───── Text section
If you’re not hurting anyone, do what you like, says the Wiccan Rede. Echoes Crowley’s famous Thelemite creed, “Do what thou wilt shall be the whole of the law.”

Hate to say it, folks, but that’s pretty weak tea. It’s selfish and it contains not a whisper of a suggestion that we should be responsible to any but ourselves. It is a teenager’s libertarian fantasy, not a formula for a respectful and healthy community nor a better, healthier world.

People sometimes wonder why Pagans don’t have charities to support the environment or the disadvantaged. I would suggest that this is at least a contributing factor: because of an excessive emphasis on individual liberty to the exclusion of social responsibility.

Now, Paganism is a broad spectrum of practices and paths. Many do not adopt the Rede as a guideline for their own behavior. But I have not yet heard of a major flavor of Paganism that formally expects its adherents to, say, feed the hungry or house the homeless or even actively work to resist and reverse humanity’s degradation of the biosphere. Those who choose to act thus do so not because they are following their religion’s principles, but in spite of the lack of them.

The Abrahamic and Buddhist traditions have one up on us in this vein; particularly, traditions like Quakerism and Sufism and Unitarian Universalism and reform Judaism. Say what you like about them, every day many charities associated with Abrahamic traditions do a great deal of good in relation to some of the ills that confront humanity. (Others do harm, such as to LGBTQ folks, because their values are bigoted. But that’s really beside the point).
──────────
───── Information shown
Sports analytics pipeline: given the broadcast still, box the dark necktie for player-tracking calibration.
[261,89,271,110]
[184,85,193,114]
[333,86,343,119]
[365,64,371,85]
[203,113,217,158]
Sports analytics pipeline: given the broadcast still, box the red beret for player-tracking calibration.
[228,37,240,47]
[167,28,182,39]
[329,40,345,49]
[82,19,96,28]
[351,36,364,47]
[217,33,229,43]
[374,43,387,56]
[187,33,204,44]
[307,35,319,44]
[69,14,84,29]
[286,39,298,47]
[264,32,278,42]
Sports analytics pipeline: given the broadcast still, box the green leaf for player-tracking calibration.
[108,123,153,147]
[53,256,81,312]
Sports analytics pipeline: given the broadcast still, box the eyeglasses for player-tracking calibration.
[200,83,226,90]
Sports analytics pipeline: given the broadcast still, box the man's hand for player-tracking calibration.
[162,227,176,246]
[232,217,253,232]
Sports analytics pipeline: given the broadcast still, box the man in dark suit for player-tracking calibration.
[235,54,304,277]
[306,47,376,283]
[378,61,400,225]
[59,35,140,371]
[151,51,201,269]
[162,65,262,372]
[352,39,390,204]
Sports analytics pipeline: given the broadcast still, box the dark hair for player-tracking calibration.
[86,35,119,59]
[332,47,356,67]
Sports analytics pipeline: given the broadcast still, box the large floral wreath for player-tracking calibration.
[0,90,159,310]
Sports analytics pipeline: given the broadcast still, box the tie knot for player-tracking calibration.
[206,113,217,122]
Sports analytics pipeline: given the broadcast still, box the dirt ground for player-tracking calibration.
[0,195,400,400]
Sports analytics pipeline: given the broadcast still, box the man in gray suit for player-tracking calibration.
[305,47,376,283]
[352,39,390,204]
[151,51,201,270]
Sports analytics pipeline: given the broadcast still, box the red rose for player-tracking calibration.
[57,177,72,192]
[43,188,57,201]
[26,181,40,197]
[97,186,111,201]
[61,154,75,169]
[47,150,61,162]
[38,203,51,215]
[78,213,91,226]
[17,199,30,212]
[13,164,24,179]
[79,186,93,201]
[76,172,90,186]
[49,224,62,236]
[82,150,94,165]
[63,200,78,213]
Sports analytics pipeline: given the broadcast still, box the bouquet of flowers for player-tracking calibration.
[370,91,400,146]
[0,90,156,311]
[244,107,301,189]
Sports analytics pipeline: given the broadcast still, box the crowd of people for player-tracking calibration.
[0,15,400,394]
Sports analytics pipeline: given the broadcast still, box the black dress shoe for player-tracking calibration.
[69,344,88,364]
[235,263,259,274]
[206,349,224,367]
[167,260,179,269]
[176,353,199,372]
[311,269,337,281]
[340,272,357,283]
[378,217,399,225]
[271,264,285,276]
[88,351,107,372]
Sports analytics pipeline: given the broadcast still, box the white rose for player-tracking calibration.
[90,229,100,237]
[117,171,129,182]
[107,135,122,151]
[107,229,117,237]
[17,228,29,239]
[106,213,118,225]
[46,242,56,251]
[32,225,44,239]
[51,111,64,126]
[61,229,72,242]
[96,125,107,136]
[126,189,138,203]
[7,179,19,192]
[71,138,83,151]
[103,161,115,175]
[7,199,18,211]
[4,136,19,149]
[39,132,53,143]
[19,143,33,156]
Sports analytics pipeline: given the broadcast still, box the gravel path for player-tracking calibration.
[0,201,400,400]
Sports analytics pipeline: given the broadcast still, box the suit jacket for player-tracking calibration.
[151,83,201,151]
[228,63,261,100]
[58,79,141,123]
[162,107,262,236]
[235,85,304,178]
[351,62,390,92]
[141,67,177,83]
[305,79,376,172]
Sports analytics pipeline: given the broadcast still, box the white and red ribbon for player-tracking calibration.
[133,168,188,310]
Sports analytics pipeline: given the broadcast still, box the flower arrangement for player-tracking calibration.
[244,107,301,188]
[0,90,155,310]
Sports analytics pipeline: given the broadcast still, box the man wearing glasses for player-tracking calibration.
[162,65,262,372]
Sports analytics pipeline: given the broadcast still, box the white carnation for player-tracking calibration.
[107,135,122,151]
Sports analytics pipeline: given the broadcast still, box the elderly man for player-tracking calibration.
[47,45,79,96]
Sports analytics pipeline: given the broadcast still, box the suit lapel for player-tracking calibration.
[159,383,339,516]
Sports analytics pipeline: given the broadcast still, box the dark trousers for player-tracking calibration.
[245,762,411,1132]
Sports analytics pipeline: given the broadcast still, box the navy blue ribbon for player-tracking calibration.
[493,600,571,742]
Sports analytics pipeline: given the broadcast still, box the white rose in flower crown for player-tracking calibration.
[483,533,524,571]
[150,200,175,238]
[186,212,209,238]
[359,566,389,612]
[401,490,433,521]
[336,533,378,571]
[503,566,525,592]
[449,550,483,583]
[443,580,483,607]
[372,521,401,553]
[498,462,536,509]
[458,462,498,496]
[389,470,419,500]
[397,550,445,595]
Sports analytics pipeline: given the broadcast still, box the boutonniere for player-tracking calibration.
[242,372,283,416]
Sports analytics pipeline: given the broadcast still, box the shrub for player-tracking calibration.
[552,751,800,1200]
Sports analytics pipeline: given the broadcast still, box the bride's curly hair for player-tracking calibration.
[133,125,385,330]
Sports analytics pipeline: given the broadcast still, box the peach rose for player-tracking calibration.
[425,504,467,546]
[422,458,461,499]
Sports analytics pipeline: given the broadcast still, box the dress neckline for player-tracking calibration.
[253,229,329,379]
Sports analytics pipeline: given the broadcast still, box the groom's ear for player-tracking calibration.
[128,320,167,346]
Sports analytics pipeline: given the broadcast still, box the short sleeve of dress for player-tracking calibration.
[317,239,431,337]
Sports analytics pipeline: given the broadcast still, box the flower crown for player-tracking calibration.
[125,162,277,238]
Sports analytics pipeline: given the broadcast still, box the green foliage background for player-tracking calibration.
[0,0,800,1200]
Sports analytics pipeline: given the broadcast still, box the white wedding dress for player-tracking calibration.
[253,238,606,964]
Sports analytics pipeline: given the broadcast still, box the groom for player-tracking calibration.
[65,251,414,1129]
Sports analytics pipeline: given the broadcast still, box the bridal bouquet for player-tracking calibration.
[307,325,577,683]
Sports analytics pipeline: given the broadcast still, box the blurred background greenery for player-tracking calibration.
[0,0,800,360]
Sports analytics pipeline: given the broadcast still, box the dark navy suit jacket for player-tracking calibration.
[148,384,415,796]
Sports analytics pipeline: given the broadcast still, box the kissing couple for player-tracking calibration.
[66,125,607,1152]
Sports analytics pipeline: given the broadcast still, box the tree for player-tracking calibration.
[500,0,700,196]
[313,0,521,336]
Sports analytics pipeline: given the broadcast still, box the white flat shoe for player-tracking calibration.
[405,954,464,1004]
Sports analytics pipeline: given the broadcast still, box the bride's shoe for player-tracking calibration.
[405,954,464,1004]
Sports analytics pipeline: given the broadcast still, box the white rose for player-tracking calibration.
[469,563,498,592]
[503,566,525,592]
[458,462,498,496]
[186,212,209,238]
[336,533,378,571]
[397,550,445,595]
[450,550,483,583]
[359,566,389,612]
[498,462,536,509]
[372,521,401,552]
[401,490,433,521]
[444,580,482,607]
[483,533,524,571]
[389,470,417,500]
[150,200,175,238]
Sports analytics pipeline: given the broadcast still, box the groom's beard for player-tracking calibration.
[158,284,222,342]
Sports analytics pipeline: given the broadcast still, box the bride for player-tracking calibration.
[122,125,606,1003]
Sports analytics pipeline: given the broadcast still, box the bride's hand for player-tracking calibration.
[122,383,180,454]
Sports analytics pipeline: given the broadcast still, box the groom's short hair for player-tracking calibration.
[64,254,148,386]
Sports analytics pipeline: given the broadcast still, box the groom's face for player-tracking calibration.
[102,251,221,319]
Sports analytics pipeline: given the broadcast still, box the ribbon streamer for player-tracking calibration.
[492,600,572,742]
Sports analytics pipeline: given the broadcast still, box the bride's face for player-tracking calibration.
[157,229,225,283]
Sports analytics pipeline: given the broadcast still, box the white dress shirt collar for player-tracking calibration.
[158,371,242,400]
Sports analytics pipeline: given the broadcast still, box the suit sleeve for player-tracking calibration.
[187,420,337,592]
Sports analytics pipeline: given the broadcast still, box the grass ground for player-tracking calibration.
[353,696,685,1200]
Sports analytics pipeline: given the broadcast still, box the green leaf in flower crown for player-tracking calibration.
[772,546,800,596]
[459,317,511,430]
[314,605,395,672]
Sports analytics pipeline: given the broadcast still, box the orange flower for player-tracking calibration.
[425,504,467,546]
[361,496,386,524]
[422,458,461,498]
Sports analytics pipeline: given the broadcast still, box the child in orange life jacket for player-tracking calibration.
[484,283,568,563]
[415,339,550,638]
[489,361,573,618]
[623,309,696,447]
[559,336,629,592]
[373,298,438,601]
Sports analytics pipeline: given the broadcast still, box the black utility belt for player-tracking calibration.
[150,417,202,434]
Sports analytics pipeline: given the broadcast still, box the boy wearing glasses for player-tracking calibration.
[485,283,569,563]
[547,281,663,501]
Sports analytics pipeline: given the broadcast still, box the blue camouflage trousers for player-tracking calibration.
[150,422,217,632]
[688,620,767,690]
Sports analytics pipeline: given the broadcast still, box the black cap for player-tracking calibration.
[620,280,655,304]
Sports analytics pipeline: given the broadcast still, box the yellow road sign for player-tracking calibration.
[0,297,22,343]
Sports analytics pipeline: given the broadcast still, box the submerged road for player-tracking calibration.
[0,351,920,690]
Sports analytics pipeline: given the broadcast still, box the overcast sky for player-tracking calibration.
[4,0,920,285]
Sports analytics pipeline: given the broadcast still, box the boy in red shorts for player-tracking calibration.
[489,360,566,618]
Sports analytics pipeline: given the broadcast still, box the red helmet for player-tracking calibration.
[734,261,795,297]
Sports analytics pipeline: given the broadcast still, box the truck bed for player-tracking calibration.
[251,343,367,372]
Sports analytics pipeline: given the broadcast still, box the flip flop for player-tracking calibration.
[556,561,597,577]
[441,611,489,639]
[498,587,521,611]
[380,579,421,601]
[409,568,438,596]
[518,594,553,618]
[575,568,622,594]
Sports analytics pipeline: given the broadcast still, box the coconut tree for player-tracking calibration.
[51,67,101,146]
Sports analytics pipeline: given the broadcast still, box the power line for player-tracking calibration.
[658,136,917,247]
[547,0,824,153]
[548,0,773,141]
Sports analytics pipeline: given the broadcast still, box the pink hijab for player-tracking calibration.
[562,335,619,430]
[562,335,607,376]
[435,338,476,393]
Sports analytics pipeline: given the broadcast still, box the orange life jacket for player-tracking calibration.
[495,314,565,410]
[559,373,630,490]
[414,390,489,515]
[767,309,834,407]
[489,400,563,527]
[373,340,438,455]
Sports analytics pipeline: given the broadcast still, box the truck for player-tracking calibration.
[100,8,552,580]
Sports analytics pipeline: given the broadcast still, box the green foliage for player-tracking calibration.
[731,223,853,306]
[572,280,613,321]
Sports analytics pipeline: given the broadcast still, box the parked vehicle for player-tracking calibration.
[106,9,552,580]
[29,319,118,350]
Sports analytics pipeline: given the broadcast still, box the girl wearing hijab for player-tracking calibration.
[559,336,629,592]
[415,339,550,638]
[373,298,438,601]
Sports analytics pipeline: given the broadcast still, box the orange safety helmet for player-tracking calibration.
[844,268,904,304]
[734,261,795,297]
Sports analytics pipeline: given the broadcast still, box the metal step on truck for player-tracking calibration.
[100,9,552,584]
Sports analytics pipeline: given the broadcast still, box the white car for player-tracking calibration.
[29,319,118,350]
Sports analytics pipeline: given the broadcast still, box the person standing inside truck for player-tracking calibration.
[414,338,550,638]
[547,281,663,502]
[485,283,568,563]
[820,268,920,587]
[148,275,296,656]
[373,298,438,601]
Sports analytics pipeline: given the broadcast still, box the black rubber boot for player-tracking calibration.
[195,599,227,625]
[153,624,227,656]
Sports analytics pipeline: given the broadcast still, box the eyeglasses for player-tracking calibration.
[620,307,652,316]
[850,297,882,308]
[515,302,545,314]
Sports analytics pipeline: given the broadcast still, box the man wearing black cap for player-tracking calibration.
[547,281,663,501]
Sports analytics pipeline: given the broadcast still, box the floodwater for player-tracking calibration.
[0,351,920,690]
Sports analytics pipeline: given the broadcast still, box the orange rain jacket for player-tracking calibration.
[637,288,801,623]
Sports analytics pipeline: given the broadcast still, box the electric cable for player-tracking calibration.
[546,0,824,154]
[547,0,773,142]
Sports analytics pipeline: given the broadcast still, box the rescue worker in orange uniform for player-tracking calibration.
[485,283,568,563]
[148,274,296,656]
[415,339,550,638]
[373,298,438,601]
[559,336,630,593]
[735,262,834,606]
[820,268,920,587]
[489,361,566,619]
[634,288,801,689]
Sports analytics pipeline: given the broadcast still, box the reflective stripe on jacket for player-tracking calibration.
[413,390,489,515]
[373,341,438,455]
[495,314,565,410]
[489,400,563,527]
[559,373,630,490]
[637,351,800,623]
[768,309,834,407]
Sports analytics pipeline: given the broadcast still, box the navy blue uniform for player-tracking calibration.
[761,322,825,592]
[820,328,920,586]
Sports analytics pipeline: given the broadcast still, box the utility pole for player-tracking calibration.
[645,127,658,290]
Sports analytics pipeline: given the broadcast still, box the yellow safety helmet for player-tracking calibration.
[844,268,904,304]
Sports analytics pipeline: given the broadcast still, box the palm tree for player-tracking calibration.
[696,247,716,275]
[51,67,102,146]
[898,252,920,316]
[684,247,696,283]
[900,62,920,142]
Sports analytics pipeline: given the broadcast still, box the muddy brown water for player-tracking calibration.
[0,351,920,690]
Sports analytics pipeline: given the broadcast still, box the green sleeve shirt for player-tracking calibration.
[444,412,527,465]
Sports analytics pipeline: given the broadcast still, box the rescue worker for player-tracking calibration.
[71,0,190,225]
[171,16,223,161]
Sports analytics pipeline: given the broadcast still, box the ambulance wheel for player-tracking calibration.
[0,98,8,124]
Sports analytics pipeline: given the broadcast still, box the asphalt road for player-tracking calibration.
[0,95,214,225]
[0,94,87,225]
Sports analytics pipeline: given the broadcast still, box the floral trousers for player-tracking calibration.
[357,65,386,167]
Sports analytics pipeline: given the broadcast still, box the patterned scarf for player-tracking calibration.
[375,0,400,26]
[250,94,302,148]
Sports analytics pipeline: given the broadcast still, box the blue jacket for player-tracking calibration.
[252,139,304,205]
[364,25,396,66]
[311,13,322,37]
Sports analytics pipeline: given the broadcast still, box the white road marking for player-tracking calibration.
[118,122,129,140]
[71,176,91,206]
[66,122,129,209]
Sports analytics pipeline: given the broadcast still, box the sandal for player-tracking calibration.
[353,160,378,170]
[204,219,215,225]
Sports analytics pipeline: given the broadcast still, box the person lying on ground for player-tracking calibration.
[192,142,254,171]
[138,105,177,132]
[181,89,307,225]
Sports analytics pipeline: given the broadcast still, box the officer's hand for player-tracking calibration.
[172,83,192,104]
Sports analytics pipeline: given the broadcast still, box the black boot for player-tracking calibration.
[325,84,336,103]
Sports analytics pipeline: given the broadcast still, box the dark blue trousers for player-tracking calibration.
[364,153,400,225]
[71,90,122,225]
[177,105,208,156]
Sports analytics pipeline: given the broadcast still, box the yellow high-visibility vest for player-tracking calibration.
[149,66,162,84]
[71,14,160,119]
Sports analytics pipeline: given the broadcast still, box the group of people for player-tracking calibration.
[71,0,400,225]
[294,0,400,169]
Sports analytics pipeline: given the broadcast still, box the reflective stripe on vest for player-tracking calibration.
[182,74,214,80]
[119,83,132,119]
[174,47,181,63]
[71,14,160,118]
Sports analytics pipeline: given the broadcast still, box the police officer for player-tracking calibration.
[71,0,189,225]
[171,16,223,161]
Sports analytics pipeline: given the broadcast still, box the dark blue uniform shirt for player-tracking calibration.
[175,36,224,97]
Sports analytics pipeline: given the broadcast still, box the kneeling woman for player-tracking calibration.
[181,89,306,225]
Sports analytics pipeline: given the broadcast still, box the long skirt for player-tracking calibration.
──────────
=== Work instruction 1 ===
Translate this sentence from the essay on Pagan ethics into Spanish: "Now, Paganism is a broad spectrum of practices and paths."
=== Work instruction 2 ===
In the essay on Pagan ethics, which four traditions does the writer single out as having "one up on us"?
=== Work instruction 3 ===
Continue the essay on Pagan ethics from its last paragraph onward.

=== Task output 1 ===
Ahora bien, el paganismo es un amplio espectro de prácticas y caminos.

=== Task output 2 ===
Quakerism, Sufism, Unitarian Universalism and reform Judaism.

=== Task output 3 ===
Of course, many self-described followers of those religions don’t lift a finger to do what their religions tell them to do for the disadvantaged. But at least they are told that they should. The key takeaway is that despite broad adoption of liberal and tolerant and environmentalist values within the Pagan community, our paths don’t demand anything of us but to try not to hurt anything. Not the faintest whisper of a suggestion that being a good Pagan necessarily means an expectation that we will try to make things better for our fellow humans and our fellow creatures.

Compounding this, I believe, is the propensity on the part of some Pagans to view non-Pagans with condescension. Why would we feel the need to care for “Muggles”, for squares and straights and…worst of all…Christians?

I understand that minorities sometimes compensate for feeling like outsiders and subject to discrimination by expressing similar sentiments about the majority. It’s human, and probably to some degree inevitable.

But we are all here on this Sacred Earth together. As humans, we have responsibility for one another. And our moral precepts should tell us so.

I wrote awhile back on why I believe Atheopaganism is inherently political.  I believe that the times we live in and our values as naturalistic Earth-reverers naturally and inevitably obligate us to do what we can to make our world a better place. To promulgate kindness and environmental responsibility, and to practice it ourselves.

Pagans tend not to want to be told what to do. Even more so than most folks. In fact, many of them are so vehemently opposed to it that the very idea of a community ethic of good works would be viewed as authoritarian and “oppressive”.

To that I say: please look around you, and then step up.

Everyone on this planet has both a social and an environmental impact. If ours is truly a better way, it is not unreasonable that we expect ourselves pro-actively to see our values made manifest in the world, whether that be sexual, racial, ethnic and gender egalitarianism or care for and uplifting of the downtrodden or biological diversity and reduction of pollution.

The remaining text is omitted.